Copy out each line below in which the string "child" appears.

= Beginning of Section =

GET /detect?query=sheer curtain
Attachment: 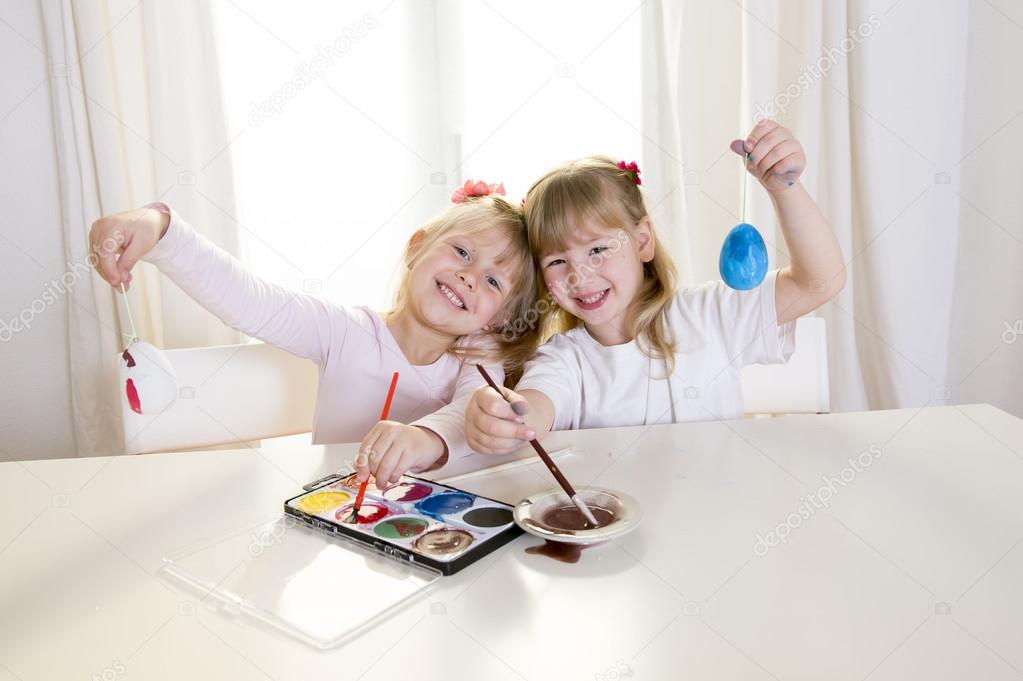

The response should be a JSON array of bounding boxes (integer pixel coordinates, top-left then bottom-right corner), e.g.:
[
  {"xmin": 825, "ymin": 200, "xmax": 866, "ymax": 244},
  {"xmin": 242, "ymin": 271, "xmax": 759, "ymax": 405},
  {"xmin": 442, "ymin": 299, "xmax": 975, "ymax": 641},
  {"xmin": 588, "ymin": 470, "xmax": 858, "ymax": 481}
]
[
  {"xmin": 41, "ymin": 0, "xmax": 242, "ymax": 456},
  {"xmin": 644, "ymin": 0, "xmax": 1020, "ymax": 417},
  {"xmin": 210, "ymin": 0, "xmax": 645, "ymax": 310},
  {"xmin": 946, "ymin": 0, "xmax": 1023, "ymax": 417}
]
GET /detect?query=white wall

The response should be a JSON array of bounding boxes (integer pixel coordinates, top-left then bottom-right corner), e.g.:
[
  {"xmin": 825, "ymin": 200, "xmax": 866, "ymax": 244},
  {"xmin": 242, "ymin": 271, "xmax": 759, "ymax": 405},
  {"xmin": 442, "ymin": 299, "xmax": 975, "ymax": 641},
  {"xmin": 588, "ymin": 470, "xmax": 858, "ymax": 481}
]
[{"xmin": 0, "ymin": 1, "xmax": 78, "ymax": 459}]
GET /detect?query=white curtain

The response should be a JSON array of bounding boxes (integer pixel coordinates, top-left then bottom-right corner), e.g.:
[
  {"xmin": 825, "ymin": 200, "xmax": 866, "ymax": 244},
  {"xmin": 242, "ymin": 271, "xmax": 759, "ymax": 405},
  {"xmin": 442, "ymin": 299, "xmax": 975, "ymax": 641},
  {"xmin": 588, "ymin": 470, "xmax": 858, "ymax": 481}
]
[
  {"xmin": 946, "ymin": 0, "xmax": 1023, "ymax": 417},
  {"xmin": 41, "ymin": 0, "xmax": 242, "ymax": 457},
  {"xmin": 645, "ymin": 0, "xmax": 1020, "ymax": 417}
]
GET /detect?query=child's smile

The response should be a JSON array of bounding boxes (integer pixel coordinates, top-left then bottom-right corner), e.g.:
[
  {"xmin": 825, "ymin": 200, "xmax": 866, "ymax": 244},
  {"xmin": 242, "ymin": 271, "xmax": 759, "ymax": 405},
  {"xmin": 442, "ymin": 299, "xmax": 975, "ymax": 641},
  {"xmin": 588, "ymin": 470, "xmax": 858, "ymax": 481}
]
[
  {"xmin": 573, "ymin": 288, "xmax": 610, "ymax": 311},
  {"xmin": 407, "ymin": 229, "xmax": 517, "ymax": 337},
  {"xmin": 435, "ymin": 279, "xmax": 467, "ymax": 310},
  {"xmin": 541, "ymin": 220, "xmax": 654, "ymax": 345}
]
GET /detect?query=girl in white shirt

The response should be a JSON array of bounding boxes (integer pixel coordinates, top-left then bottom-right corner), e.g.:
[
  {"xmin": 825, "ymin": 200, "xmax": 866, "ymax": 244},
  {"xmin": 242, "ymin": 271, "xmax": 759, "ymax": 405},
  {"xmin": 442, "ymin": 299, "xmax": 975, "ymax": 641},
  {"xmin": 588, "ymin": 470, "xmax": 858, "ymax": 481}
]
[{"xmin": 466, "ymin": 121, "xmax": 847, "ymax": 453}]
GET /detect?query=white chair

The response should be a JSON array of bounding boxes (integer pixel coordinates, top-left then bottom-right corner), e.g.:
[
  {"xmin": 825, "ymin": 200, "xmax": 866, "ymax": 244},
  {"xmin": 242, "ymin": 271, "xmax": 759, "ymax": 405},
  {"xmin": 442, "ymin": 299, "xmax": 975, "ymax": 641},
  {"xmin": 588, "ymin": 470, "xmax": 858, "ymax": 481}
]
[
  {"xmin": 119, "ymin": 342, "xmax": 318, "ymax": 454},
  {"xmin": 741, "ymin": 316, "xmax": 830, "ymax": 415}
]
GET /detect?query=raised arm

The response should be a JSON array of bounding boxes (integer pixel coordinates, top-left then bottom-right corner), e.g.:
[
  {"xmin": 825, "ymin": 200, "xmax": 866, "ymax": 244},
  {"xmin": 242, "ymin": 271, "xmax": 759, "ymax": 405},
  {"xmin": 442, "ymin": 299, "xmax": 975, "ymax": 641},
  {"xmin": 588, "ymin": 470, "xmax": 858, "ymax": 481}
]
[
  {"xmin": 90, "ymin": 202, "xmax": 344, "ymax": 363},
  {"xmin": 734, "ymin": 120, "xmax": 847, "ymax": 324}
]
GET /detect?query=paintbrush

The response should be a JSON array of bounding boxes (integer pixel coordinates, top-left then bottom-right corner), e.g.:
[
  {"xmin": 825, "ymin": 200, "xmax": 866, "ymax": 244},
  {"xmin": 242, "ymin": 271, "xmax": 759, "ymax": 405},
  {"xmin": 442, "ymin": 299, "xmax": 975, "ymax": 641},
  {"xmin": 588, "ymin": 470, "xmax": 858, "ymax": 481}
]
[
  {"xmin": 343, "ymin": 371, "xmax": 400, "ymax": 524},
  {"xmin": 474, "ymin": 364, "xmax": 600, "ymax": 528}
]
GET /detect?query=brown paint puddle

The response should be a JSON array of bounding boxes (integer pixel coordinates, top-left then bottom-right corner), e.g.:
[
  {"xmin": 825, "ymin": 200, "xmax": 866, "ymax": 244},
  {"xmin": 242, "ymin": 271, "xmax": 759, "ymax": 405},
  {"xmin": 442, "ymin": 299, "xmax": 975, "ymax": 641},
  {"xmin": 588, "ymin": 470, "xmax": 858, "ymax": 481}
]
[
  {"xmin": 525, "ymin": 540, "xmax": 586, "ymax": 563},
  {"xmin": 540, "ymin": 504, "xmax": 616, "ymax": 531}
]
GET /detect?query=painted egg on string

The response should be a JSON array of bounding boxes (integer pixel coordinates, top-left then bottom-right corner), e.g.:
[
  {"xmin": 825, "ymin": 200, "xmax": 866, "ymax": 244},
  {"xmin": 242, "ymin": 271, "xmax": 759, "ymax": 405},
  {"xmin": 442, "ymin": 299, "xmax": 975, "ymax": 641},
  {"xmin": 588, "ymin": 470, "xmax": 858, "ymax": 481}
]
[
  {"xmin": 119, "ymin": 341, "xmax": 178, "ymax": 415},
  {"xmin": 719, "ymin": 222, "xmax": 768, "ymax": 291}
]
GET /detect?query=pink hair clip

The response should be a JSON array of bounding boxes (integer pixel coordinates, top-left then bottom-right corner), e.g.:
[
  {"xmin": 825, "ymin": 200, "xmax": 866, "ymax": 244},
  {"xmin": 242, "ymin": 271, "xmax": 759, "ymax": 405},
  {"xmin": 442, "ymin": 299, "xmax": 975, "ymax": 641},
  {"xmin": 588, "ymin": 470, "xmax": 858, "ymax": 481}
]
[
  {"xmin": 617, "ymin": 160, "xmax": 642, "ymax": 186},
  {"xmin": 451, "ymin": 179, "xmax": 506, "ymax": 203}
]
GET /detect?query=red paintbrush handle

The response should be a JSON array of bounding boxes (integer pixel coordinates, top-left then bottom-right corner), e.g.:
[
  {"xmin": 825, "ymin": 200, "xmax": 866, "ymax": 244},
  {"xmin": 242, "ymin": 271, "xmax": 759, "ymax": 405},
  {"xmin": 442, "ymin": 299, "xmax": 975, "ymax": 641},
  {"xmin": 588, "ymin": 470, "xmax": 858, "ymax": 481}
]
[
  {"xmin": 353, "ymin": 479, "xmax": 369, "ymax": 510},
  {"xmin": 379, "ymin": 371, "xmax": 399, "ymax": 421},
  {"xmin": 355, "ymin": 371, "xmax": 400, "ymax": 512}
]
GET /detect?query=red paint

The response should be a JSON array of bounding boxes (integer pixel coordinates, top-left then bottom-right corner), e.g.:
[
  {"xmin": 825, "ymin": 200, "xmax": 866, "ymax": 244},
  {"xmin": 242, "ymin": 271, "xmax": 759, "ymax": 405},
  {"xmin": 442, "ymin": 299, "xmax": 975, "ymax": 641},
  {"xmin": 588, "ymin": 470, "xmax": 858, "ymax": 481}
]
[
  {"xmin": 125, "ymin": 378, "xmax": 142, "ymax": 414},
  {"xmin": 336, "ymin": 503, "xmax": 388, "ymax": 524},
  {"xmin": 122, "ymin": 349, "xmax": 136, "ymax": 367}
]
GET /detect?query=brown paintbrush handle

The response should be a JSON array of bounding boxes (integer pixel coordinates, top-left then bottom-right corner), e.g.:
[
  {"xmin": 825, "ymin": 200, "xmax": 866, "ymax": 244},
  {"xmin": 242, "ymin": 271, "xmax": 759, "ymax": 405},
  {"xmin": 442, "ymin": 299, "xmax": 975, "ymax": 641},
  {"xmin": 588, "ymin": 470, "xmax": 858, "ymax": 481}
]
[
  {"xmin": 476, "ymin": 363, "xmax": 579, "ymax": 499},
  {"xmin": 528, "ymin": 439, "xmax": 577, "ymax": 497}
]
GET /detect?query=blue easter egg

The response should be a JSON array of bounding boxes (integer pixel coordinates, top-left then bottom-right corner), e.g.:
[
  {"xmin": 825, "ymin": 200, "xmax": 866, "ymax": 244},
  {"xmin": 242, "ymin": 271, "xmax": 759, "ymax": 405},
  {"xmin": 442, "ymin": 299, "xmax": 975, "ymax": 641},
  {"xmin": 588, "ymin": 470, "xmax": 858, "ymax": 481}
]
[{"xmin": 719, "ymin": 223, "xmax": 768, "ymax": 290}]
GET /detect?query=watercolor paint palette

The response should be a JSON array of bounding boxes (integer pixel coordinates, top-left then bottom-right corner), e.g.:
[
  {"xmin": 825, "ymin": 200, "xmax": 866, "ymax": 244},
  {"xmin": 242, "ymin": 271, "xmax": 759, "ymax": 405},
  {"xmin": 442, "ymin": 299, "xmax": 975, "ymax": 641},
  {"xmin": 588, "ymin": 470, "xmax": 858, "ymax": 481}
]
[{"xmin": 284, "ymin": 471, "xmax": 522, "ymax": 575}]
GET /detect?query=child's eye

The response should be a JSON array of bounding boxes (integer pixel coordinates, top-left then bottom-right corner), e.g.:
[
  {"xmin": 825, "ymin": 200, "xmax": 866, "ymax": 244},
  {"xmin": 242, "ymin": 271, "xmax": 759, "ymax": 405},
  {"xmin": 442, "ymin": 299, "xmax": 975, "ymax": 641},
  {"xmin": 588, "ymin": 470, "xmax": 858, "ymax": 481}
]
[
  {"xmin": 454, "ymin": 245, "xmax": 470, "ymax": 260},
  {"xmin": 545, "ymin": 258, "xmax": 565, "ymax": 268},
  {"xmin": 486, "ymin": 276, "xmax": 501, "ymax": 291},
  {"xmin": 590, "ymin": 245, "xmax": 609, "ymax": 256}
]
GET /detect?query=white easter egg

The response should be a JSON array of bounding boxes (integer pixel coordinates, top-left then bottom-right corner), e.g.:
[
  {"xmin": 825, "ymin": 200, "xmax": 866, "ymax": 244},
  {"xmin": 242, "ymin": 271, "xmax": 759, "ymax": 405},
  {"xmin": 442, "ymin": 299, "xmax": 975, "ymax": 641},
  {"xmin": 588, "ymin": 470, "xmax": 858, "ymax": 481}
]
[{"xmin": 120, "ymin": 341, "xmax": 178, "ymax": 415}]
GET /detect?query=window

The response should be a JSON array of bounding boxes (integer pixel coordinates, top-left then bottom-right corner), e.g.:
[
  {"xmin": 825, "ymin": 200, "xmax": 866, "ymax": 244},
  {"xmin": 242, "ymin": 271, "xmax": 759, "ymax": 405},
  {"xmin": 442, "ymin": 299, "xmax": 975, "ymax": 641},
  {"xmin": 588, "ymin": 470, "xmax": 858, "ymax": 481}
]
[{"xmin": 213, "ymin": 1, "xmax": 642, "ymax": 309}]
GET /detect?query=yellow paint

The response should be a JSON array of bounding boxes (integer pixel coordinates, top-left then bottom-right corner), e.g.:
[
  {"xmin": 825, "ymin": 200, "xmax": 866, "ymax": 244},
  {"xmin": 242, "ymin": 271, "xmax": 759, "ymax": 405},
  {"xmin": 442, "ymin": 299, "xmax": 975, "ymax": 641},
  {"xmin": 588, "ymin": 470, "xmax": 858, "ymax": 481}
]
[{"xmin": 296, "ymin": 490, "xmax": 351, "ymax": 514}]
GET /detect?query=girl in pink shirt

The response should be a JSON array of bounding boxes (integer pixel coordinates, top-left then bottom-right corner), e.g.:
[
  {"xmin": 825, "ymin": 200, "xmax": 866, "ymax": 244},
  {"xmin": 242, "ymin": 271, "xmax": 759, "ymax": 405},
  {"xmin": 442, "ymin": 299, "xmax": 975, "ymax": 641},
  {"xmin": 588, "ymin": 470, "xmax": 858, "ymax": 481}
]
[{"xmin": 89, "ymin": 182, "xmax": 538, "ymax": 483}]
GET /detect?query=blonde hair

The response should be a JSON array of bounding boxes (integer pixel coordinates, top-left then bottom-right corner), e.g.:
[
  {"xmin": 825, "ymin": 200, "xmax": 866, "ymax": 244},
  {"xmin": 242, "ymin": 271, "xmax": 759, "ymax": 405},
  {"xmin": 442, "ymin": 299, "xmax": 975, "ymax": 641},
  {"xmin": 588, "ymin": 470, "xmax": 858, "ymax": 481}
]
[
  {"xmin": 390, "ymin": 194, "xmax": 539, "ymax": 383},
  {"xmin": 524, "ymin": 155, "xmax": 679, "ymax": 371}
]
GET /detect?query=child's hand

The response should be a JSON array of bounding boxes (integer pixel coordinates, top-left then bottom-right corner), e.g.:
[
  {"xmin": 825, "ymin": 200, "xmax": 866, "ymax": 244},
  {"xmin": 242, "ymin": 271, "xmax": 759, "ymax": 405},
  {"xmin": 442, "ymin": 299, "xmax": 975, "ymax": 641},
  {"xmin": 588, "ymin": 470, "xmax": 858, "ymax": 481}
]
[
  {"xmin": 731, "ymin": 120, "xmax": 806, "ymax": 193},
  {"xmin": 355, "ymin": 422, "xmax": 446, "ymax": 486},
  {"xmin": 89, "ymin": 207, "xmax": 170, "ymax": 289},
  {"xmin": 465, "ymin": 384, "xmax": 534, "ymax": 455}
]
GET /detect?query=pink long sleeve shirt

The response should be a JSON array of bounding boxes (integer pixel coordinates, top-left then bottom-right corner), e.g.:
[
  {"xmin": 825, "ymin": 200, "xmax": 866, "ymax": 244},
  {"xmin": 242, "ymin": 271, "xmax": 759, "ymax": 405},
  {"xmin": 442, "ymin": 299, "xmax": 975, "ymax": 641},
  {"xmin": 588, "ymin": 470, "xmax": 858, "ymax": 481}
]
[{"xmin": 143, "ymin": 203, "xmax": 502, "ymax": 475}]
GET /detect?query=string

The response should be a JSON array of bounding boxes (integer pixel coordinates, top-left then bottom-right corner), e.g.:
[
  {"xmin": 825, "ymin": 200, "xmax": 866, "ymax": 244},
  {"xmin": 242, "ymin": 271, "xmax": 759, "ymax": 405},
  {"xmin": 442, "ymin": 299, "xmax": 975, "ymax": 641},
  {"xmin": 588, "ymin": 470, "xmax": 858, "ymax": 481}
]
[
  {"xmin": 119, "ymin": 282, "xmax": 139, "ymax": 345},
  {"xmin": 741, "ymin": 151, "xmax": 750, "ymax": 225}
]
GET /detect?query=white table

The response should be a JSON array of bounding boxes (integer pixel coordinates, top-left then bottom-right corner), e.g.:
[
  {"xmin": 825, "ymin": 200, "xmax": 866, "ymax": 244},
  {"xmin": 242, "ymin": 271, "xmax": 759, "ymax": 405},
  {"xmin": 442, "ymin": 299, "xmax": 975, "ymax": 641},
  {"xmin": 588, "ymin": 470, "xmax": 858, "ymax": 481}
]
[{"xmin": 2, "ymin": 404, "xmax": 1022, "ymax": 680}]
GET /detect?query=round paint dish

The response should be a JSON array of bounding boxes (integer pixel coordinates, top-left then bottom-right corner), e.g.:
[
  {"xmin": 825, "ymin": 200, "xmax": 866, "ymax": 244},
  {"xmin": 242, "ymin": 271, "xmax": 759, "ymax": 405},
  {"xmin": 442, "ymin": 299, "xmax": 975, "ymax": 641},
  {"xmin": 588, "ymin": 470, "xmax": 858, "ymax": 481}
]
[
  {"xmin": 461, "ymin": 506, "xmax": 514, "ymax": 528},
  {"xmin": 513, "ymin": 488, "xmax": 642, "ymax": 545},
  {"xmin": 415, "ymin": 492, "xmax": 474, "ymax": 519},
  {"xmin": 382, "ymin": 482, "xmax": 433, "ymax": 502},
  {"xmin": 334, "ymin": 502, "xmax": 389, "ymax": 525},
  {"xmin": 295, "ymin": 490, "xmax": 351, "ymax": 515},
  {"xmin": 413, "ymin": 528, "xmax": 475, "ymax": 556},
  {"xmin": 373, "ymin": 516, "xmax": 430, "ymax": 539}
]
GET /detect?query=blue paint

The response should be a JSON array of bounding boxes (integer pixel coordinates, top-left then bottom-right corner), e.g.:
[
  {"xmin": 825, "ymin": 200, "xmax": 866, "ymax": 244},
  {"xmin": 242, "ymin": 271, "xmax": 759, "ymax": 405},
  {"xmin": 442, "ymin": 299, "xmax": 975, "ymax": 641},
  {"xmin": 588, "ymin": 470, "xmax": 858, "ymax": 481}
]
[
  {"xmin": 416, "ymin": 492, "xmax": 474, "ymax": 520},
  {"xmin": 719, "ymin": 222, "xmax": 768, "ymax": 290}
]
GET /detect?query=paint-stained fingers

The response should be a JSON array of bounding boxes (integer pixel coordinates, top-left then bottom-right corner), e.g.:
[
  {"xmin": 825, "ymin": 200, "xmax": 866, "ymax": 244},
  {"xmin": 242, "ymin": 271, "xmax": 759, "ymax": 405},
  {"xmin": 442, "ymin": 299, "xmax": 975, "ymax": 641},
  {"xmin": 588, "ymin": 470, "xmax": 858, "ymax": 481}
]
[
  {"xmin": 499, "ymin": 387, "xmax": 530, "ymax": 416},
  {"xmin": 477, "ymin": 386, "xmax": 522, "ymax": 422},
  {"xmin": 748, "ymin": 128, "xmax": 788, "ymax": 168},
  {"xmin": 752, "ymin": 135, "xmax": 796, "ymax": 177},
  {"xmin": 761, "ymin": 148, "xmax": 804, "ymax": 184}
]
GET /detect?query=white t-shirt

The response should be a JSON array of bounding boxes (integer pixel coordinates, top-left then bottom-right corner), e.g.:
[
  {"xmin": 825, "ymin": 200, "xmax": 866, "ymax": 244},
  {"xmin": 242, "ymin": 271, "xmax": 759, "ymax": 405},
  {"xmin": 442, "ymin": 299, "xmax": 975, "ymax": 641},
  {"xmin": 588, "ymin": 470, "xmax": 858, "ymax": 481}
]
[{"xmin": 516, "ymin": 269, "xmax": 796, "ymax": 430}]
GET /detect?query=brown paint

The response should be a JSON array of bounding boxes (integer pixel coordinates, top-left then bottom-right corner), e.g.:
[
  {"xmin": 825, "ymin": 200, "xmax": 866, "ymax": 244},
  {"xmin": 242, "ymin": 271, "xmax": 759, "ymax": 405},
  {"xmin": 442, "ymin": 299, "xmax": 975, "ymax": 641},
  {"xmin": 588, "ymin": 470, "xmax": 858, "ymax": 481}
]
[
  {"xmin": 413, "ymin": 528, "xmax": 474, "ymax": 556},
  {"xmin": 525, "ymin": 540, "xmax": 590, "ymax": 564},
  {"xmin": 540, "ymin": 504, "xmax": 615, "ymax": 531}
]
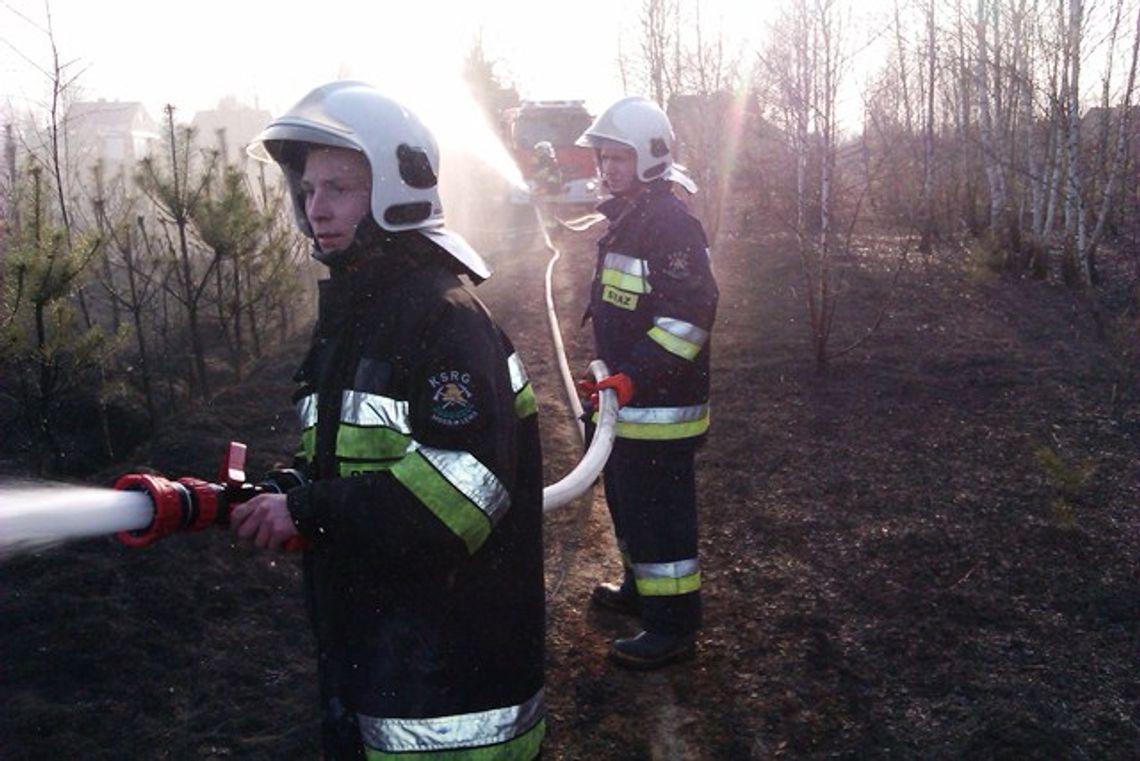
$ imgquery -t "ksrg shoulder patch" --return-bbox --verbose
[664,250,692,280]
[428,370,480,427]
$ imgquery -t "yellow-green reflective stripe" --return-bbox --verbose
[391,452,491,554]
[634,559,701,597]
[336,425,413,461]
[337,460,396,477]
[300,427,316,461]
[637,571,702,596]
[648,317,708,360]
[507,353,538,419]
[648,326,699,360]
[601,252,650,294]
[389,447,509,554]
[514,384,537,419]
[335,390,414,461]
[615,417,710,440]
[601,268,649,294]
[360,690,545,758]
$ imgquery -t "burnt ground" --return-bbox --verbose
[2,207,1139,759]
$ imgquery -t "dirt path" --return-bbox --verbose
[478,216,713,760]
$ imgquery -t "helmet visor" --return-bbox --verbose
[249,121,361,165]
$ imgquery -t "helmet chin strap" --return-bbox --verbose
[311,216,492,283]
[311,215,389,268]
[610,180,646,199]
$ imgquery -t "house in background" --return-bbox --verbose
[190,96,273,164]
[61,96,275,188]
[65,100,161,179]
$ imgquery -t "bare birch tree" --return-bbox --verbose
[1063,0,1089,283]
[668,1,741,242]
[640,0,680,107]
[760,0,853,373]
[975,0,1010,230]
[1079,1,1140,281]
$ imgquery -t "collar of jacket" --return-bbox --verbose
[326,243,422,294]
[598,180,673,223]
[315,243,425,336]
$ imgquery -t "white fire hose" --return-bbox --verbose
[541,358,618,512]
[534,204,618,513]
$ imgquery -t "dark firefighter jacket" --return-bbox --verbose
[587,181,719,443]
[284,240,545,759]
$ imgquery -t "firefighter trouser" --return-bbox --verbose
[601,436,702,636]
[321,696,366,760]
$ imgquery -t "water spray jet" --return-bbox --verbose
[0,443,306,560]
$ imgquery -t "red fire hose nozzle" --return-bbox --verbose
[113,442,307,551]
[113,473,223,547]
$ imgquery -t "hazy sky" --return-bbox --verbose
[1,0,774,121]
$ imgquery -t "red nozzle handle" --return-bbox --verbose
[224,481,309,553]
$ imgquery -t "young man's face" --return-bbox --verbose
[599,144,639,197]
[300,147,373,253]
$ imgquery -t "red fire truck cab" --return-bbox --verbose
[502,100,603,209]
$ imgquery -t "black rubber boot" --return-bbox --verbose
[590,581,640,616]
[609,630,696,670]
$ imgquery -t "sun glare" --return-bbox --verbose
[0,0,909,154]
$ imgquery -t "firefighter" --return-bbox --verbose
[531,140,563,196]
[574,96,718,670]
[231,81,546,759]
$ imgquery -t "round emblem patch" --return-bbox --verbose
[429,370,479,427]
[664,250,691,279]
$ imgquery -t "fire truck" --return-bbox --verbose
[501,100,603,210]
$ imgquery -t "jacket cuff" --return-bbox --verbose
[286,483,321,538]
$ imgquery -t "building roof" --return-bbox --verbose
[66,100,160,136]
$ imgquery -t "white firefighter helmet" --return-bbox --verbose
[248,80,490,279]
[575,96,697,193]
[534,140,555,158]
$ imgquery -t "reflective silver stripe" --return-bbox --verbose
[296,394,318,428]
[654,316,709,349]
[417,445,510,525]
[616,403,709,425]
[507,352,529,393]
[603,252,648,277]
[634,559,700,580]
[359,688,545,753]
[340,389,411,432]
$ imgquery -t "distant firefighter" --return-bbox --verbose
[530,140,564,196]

= End of Section =

§ Written reply:
GET /detect?query=child's smile
GET /detect?query=child's eye
GET /detect?query=child's hand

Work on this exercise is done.